Every entry in the following listing must be restated word for word, though not its pictures.

BEGIN PROVIDED DATA

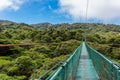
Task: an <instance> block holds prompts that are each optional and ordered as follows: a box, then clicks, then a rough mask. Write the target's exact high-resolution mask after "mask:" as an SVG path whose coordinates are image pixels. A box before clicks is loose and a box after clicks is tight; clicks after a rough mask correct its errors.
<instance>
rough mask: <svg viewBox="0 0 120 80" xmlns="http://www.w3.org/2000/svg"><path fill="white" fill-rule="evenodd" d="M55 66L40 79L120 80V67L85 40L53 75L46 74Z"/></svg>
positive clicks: (56, 79) (39, 77) (39, 78)
mask: <svg viewBox="0 0 120 80" xmlns="http://www.w3.org/2000/svg"><path fill="white" fill-rule="evenodd" d="M55 66H58V65H55ZM55 66H54V67H52V68H51V69H50V70H48V71H47V72H46V73H45V74H43V75H42V76H40V77H39V78H38V80H120V67H119V66H118V65H116V64H115V63H114V62H112V61H111V60H110V59H108V58H106V57H105V56H104V55H102V54H101V53H99V52H97V51H96V50H94V49H93V48H91V47H90V46H89V45H88V44H87V43H86V42H85V41H83V42H82V43H81V45H80V46H78V48H77V49H76V50H75V52H74V53H73V54H72V55H71V56H70V57H69V58H68V59H67V60H66V61H65V62H64V63H62V64H60V65H59V67H58V68H57V69H56V70H55V71H54V72H53V73H52V74H51V75H49V76H46V75H47V74H48V73H49V72H50V71H51V70H52V69H53V68H55Z"/></svg>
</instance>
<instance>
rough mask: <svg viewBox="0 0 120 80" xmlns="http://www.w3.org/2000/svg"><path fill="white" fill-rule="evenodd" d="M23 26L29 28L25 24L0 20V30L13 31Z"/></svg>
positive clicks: (30, 26)
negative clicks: (5, 29) (9, 29)
mask: <svg viewBox="0 0 120 80" xmlns="http://www.w3.org/2000/svg"><path fill="white" fill-rule="evenodd" d="M23 26H26V27H31V26H30V25H28V24H25V23H16V22H12V21H8V20H0V29H6V28H12V29H15V28H21V27H23Z"/></svg>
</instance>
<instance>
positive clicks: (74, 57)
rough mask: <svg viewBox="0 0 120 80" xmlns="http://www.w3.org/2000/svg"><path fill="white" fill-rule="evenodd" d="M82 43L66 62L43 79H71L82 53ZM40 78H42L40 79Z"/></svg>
mask: <svg viewBox="0 0 120 80" xmlns="http://www.w3.org/2000/svg"><path fill="white" fill-rule="evenodd" d="M81 47H82V44H81V45H80V46H79V47H78V48H77V49H76V50H75V52H74V53H73V54H72V55H71V56H70V57H69V58H68V59H67V60H66V62H64V63H63V64H62V65H60V67H58V69H56V70H55V71H54V72H53V73H52V74H51V75H50V76H48V77H47V78H46V79H43V80H70V79H71V78H72V79H73V78H74V75H75V72H76V71H75V70H76V67H77V63H78V62H79V61H78V60H79V57H80V53H81ZM39 80H40V79H39Z"/></svg>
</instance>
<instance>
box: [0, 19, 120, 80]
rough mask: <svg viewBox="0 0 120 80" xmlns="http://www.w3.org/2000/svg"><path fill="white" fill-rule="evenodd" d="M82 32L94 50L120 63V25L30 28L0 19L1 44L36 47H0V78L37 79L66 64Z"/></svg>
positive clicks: (90, 25)
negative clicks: (59, 63)
mask: <svg viewBox="0 0 120 80" xmlns="http://www.w3.org/2000/svg"><path fill="white" fill-rule="evenodd" d="M32 26H33V27H32ZM83 33H84V35H86V40H87V42H88V43H89V44H90V45H91V46H92V47H93V48H95V49H96V50H98V51H99V52H101V53H102V54H104V55H105V56H107V57H109V58H111V59H112V60H114V61H116V62H119V63H120V26H118V25H107V24H106V25H104V24H85V23H74V24H67V23H64V24H54V25H53V24H50V23H42V24H35V25H28V24H24V23H14V22H10V21H2V20H0V44H26V43H29V44H34V46H23V47H21V46H8V47H0V79H1V80H28V79H30V78H38V77H39V76H40V75H41V74H43V73H44V72H45V71H47V70H48V69H50V68H51V67H52V66H54V65H55V64H56V63H58V62H59V61H65V60H66V59H67V58H68V57H69V56H70V55H71V53H72V52H73V51H74V50H75V49H76V48H77V46H79V45H80V43H81V40H82V35H83Z"/></svg>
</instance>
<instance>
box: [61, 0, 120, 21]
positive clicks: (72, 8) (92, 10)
mask: <svg viewBox="0 0 120 80" xmlns="http://www.w3.org/2000/svg"><path fill="white" fill-rule="evenodd" d="M59 5H60V9H59V11H60V12H62V13H66V14H68V15H69V16H70V17H72V18H73V19H75V20H79V19H85V16H86V5H87V0H59ZM115 18H120V0H89V8H88V19H99V20H104V21H109V20H113V19H115Z"/></svg>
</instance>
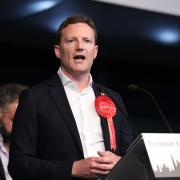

END PROVIDED DATA

TASK SOLUTION ->
Task: an <instance> block holds prompts that are each optional and ordered as follows: a box, then clicks, then a rough mask. Write the target's exact high-resolution mask after "mask:" as an SVG path whose coordinates are image pixels. A box before clicks is loose and a box after clicks is tight; clicks after a rough mask correct its errors.
<instance>
rough mask: <svg viewBox="0 0 120 80" xmlns="http://www.w3.org/2000/svg"><path fill="white" fill-rule="evenodd" d="M55 66L40 79L120 80V67L85 40L53 75L46 74Z"/></svg>
positive clicks: (56, 79) (39, 77) (39, 78)
mask: <svg viewBox="0 0 120 80" xmlns="http://www.w3.org/2000/svg"><path fill="white" fill-rule="evenodd" d="M55 66H58V65H55ZM55 66H54V67H52V68H51V69H50V70H48V71H47V72H46V73H45V74H43V75H42V76H40V77H39V78H38V80H120V67H119V66H118V65H116V64H115V63H114V62H112V61H111V60H110V59H108V58H106V57H105V56H104V55H102V54H101V53H99V52H97V51H96V50H94V49H93V48H91V47H90V46H89V45H88V44H87V43H86V42H85V41H83V42H82V43H81V45H80V46H78V48H77V49H76V50H75V52H74V53H73V54H72V55H71V56H70V57H69V58H68V59H67V60H66V61H65V62H64V63H62V64H60V65H59V67H58V68H57V69H56V70H55V71H54V72H53V73H52V74H51V75H49V76H46V75H47V74H48V73H49V72H50V71H51V70H52V69H53V68H55Z"/></svg>
</instance>
<instance>
rough mask: <svg viewBox="0 0 120 80" xmlns="http://www.w3.org/2000/svg"><path fill="white" fill-rule="evenodd" d="M23 26L29 28L25 24L0 20V30L13 31Z"/></svg>
positive clicks: (30, 26)
negative clicks: (5, 29) (9, 29)
mask: <svg viewBox="0 0 120 80" xmlns="http://www.w3.org/2000/svg"><path fill="white" fill-rule="evenodd" d="M23 26H26V27H31V26H30V25H28V24H25V23H16V22H12V21H8V20H0V29H6V28H12V29H15V28H21V27H23Z"/></svg>
</instance>
<instance>
positive clicks: (74, 57)
rough mask: <svg viewBox="0 0 120 80" xmlns="http://www.w3.org/2000/svg"><path fill="white" fill-rule="evenodd" d="M82 43L66 62L43 79H71L82 53ZM40 78H42L40 79Z"/></svg>
mask: <svg viewBox="0 0 120 80" xmlns="http://www.w3.org/2000/svg"><path fill="white" fill-rule="evenodd" d="M81 47H82V44H81V45H80V46H79V47H78V48H77V49H76V50H75V52H74V53H73V54H72V55H71V56H70V57H69V58H68V59H67V60H66V62H64V63H63V64H62V65H60V67H58V69H56V70H55V71H54V72H53V73H52V74H51V75H50V76H48V77H47V78H46V79H43V80H70V79H71V78H72V79H73V78H74V75H75V72H76V71H75V70H76V67H77V63H78V62H79V61H78V60H79V57H80V53H81ZM39 80H40V79H39Z"/></svg>
</instance>
<instance>
box: [0, 19, 120, 80]
rough mask: <svg viewBox="0 0 120 80" xmlns="http://www.w3.org/2000/svg"><path fill="white" fill-rule="evenodd" d="M82 32L94 50L120 63V25L30 28L0 19L1 44L36 47H0V78L37 79L66 64Z"/></svg>
positive clicks: (90, 25)
negative clicks: (59, 63)
mask: <svg viewBox="0 0 120 80" xmlns="http://www.w3.org/2000/svg"><path fill="white" fill-rule="evenodd" d="M32 26H33V27H32ZM83 33H84V35H86V40H87V42H88V43H89V44H90V45H91V46H92V47H93V48H95V49H96V50H98V51H99V52H101V53H102V54H104V55H105V56H107V57H109V58H111V59H112V60H114V61H116V62H119V63H120V26H118V25H107V24H106V25H104V24H85V23H74V24H67V23H64V24H54V25H53V24H50V23H42V24H35V25H28V24H24V23H14V22H10V21H2V20H0V44H26V43H29V44H34V46H23V47H21V46H8V47H0V79H1V80H28V79H30V78H38V77H39V76H40V75H41V74H43V73H44V72H45V71H47V70H48V69H50V68H51V67H52V66H54V65H55V64H56V63H58V62H59V61H65V60H66V59H67V58H68V57H69V56H70V55H71V53H72V52H73V51H74V50H75V49H76V48H77V46H79V45H80V43H81V40H82V35H83Z"/></svg>
</instance>
<instance>
box: [61, 0, 120, 21]
positive clicks: (72, 8) (92, 10)
mask: <svg viewBox="0 0 120 80" xmlns="http://www.w3.org/2000/svg"><path fill="white" fill-rule="evenodd" d="M59 5H60V9H59V11H60V12H62V13H66V14H68V15H69V16H70V17H72V18H73V19H75V20H79V19H85V16H86V5H87V0H59ZM115 18H120V0H89V8H88V19H99V20H104V21H109V20H113V19H115Z"/></svg>
</instance>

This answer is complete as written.